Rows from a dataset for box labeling
★ ★ ★ ★
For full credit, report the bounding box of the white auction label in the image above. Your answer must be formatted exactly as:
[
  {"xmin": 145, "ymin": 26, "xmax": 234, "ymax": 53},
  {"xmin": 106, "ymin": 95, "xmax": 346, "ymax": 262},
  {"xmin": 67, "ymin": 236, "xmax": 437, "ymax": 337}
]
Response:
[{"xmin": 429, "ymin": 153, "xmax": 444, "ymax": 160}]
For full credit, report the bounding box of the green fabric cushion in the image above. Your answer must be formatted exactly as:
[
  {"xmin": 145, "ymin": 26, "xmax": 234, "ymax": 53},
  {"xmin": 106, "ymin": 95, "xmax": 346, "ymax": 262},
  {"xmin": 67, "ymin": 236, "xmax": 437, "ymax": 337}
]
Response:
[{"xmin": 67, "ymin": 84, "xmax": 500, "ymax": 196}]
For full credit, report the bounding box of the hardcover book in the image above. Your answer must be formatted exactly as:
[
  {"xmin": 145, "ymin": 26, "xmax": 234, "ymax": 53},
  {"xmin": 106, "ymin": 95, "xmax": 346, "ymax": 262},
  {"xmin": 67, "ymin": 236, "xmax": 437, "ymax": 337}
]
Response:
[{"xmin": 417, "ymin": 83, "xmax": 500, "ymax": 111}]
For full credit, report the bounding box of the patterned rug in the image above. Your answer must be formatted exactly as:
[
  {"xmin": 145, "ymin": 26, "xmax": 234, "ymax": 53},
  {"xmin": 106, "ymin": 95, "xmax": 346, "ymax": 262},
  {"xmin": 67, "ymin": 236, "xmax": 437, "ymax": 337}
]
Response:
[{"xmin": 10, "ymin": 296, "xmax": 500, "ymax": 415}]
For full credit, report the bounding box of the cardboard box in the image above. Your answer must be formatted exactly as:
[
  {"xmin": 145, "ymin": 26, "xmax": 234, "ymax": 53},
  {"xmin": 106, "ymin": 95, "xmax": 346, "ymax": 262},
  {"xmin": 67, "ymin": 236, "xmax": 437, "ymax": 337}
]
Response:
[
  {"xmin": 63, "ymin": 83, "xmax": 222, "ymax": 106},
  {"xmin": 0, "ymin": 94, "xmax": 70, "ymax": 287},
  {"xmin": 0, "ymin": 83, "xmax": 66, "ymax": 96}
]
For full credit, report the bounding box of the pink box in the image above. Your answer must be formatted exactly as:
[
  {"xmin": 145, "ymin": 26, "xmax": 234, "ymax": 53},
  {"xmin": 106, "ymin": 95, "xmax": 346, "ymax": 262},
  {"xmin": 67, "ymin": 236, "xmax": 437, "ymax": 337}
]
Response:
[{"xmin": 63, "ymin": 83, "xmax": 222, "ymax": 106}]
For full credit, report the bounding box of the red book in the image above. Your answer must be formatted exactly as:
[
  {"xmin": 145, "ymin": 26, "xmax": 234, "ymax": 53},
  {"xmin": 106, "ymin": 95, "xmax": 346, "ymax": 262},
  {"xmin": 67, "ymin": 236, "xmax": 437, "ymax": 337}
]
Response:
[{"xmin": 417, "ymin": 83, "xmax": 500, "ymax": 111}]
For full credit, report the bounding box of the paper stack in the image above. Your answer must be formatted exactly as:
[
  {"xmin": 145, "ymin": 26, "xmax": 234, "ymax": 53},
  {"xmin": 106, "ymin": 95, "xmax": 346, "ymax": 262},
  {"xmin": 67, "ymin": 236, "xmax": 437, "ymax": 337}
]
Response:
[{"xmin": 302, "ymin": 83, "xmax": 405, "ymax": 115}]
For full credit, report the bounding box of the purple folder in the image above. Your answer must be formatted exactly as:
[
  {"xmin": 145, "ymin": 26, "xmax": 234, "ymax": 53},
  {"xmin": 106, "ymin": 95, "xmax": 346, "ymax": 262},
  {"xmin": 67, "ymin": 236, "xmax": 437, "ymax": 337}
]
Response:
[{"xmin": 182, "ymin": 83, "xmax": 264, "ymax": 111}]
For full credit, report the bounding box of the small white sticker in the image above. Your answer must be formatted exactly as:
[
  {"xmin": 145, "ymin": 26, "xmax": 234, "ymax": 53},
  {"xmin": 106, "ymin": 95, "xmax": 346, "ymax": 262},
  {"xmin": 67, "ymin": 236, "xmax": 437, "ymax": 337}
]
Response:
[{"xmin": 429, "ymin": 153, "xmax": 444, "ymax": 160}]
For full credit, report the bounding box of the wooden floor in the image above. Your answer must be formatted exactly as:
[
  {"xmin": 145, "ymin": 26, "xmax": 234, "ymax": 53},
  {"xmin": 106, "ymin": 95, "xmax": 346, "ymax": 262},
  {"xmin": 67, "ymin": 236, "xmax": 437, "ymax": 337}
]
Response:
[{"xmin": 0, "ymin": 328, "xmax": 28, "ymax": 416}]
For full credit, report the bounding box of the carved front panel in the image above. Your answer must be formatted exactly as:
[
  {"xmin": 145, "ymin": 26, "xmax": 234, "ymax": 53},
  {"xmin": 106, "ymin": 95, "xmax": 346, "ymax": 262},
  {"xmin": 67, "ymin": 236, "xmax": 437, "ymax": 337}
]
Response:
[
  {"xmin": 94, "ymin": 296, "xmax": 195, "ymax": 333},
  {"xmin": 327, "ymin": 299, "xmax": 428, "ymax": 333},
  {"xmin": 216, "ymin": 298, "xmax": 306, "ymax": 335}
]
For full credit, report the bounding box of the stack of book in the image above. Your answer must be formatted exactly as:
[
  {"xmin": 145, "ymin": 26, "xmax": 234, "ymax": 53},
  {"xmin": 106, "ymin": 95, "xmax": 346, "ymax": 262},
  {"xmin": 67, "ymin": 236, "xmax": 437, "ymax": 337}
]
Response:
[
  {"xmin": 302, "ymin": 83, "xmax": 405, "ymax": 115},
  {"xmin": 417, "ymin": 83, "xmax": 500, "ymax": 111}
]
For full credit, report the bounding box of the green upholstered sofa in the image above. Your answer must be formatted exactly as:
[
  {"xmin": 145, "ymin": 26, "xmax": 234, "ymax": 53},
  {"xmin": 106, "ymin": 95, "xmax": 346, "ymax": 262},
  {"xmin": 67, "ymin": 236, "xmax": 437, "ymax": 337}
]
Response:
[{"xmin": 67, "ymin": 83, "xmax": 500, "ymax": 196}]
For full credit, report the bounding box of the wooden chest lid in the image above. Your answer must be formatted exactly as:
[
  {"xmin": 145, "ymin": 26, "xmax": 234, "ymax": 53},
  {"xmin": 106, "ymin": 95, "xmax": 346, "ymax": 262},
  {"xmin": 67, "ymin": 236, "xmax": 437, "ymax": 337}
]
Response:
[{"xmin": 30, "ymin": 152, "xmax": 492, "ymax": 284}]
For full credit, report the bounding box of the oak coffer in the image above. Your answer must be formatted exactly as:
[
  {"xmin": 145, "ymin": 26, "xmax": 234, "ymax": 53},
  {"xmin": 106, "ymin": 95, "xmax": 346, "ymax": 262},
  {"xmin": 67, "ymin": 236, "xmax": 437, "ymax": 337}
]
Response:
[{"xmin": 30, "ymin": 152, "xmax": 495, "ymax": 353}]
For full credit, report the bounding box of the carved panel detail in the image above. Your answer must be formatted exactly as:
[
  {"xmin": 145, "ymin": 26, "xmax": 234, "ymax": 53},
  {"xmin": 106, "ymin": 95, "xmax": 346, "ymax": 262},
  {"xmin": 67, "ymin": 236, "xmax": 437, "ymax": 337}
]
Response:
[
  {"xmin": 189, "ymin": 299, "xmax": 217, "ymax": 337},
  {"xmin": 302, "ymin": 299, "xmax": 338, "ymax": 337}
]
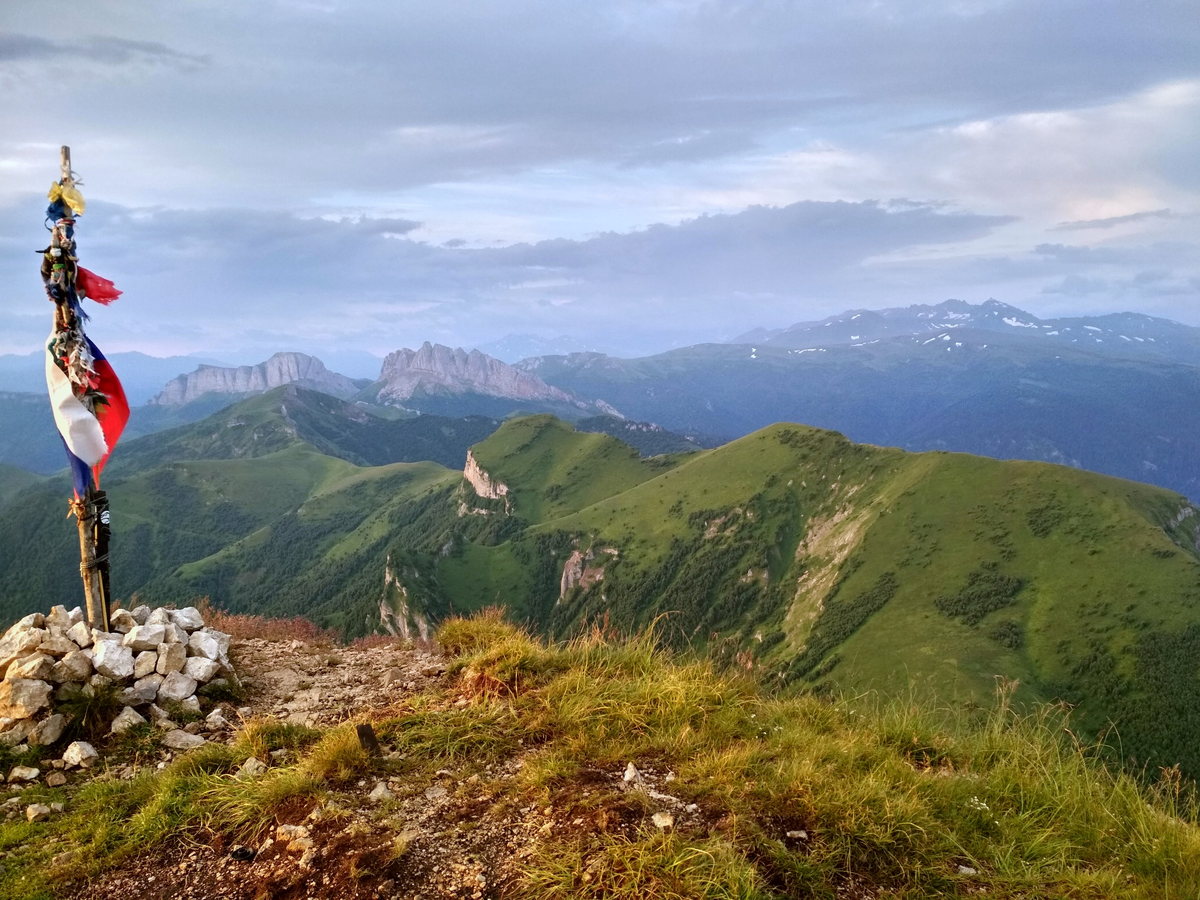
★ ★ ★ ★
## EXERCISE DESCRIPTION
Count the lines in the entries above that contain the word "carved". Reply with the number alone.

## TASK OUTPUT
2